Contour labeling items
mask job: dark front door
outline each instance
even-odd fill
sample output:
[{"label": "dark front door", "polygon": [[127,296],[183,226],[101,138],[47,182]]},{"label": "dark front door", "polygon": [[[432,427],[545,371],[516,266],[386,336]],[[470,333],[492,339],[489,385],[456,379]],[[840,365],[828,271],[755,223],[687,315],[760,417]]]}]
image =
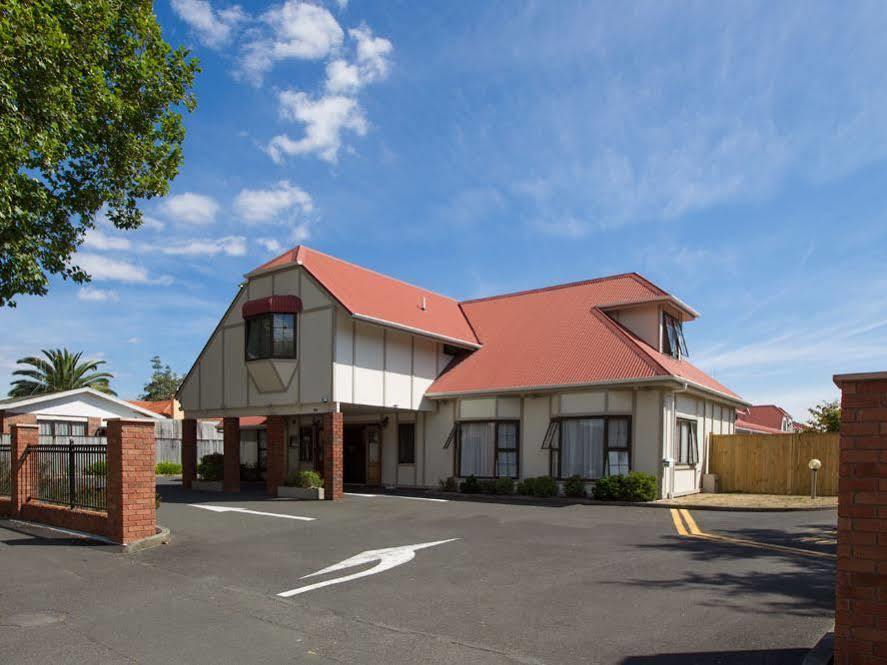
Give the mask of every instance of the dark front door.
[{"label": "dark front door", "polygon": [[343,480],[362,485],[366,483],[366,441],[363,438],[363,427],[346,427],[343,435]]}]

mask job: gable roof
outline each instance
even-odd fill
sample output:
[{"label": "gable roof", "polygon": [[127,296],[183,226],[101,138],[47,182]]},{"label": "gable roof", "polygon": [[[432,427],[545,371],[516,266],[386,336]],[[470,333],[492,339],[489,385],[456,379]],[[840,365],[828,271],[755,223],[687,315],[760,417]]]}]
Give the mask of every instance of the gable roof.
[{"label": "gable roof", "polygon": [[27,397],[13,397],[10,399],[0,400],[0,411],[12,411],[14,413],[17,408],[33,406],[34,404],[40,404],[42,402],[51,402],[57,399],[64,399],[66,397],[77,397],[84,394],[93,395],[94,397],[98,397],[108,402],[113,402],[114,404],[117,404],[119,406],[124,406],[127,409],[135,411],[136,413],[140,413],[147,418],[153,418],[156,420],[161,417],[154,411],[146,409],[132,402],[127,402],[126,400],[115,397],[114,395],[109,395],[108,393],[103,393],[99,390],[95,390],[94,388],[75,388],[74,390],[63,390],[57,393],[45,393],[43,395],[29,395]]},{"label": "gable roof", "polygon": [[628,273],[464,302],[482,346],[445,370],[428,395],[677,379],[743,403],[705,372],[659,353],[602,310],[663,295],[668,294]]},{"label": "gable roof", "polygon": [[429,335],[458,346],[478,347],[468,319],[453,298],[304,245],[287,250],[248,276],[291,264],[305,268],[356,319]]}]

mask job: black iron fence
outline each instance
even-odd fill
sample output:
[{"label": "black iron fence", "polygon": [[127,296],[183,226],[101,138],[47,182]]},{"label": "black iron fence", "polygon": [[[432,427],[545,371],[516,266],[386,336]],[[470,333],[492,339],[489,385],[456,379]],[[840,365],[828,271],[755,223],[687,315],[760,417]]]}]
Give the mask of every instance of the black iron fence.
[{"label": "black iron fence", "polygon": [[31,498],[69,508],[107,509],[106,445],[46,443],[28,446],[27,455]]},{"label": "black iron fence", "polygon": [[12,447],[0,440],[0,496],[12,494]]}]

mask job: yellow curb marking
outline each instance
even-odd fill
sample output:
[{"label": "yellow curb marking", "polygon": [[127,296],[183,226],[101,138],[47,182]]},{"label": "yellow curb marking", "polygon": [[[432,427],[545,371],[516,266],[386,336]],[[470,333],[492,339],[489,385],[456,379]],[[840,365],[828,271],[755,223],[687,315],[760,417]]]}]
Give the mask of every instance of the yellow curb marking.
[{"label": "yellow curb marking", "polygon": [[776,552],[787,552],[790,554],[800,554],[801,556],[812,556],[821,559],[836,559],[834,554],[829,552],[817,552],[815,550],[805,550],[800,547],[787,547],[786,545],[775,545],[771,543],[761,543],[756,540],[746,540],[744,538],[733,538],[731,536],[722,536],[719,534],[705,533],[696,524],[696,520],[690,515],[690,511],[686,508],[671,508],[671,519],[674,522],[675,530],[679,536],[687,536],[688,538],[701,538],[703,540],[711,540],[716,542],[730,543],[734,545],[743,545],[745,547],[755,547],[762,550],[774,550]]}]

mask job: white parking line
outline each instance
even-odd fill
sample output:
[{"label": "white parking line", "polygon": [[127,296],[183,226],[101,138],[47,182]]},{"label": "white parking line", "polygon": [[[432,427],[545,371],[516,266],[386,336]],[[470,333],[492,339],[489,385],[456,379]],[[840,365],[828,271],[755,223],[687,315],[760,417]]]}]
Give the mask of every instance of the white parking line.
[{"label": "white parking line", "polygon": [[402,496],[400,494],[362,494],[360,492],[345,492],[346,496],[362,496],[366,499],[384,497],[387,499],[410,499],[411,501],[433,501],[434,503],[449,503],[449,499],[432,499],[429,496]]},{"label": "white parking line", "polygon": [[211,506],[205,503],[189,503],[192,508],[203,508],[214,513],[244,513],[245,515],[259,515],[261,517],[282,517],[285,520],[299,520],[300,522],[313,522],[316,517],[302,517],[301,515],[285,515],[283,513],[266,513],[262,510],[249,510],[234,506]]}]

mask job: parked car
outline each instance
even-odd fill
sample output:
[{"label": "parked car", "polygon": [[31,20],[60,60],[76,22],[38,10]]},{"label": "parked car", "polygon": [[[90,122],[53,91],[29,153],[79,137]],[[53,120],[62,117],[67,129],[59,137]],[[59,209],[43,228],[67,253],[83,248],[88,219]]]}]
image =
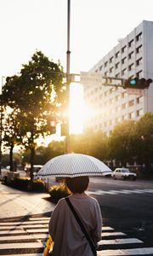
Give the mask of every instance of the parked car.
[{"label": "parked car", "polygon": [[137,174],[134,172],[131,172],[128,168],[116,168],[116,170],[112,172],[111,177],[114,179],[132,179],[136,180]]}]

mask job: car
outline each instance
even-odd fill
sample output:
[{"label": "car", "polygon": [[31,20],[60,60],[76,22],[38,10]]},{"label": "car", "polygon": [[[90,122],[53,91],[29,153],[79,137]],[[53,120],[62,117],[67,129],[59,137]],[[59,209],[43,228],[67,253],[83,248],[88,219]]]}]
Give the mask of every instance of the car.
[{"label": "car", "polygon": [[136,180],[137,174],[134,172],[131,172],[128,168],[116,168],[112,172],[111,177],[114,179],[119,178],[122,180],[132,179]]},{"label": "car", "polygon": [[102,173],[102,177],[111,177],[111,174],[112,174],[112,171],[111,172],[110,171],[104,172]]}]

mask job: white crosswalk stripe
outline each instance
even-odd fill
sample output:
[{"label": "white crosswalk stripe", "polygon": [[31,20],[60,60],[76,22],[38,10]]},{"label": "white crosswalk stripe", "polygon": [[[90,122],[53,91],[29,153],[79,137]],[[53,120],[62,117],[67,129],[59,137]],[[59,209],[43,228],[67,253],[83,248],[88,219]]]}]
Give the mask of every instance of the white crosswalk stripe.
[{"label": "white crosswalk stripe", "polygon": [[119,194],[145,194],[145,193],[153,193],[153,189],[121,189],[121,190],[95,190],[95,191],[88,191],[88,195],[119,195]]},{"label": "white crosswalk stripe", "polygon": [[[31,218],[0,223],[0,255],[41,256],[48,236],[48,221],[49,218]],[[153,247],[112,227],[104,226],[98,256],[153,255]]]}]

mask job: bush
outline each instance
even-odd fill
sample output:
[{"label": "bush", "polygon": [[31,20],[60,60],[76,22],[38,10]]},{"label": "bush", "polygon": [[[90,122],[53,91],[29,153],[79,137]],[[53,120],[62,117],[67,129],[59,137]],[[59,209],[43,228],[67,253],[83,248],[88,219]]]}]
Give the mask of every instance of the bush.
[{"label": "bush", "polygon": [[15,189],[27,191],[30,177],[16,177],[12,180],[12,186]]},{"label": "bush", "polygon": [[3,180],[3,183],[11,186],[16,189],[31,192],[45,192],[45,183],[41,179],[33,180],[31,182],[31,178],[28,177],[16,177],[11,180],[11,183],[8,183],[7,177]]},{"label": "bush", "polygon": [[71,194],[64,183],[52,186],[48,193],[50,195],[50,201],[54,203],[57,203],[60,199],[66,197]]},{"label": "bush", "polygon": [[44,192],[45,191],[45,183],[38,178],[36,180],[33,180],[31,183],[31,190],[36,192]]}]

What is being asked:
Begin at the start of the items and stop after the line that has "Give the mask of every instance of the dark". Copy those lines with "front door" swapped for "entry door" and nothing else changed, leaving the pictures out.

Exercise result:
mask job: dark entry door
outline each instance
even-odd fill
sample output:
[{"label": "dark entry door", "polygon": [[127,296],[183,226],[101,138],[47,182]]},{"label": "dark entry door", "polygon": [[[432,427],[545,371],[516,266],[386,336]],[[470,333],[492,339],[489,385],[456,379]],[[840,365],[828,271],[755,223],[687,315],[760,417]]]}]
image =
Give the mask of every instance of the dark entry door.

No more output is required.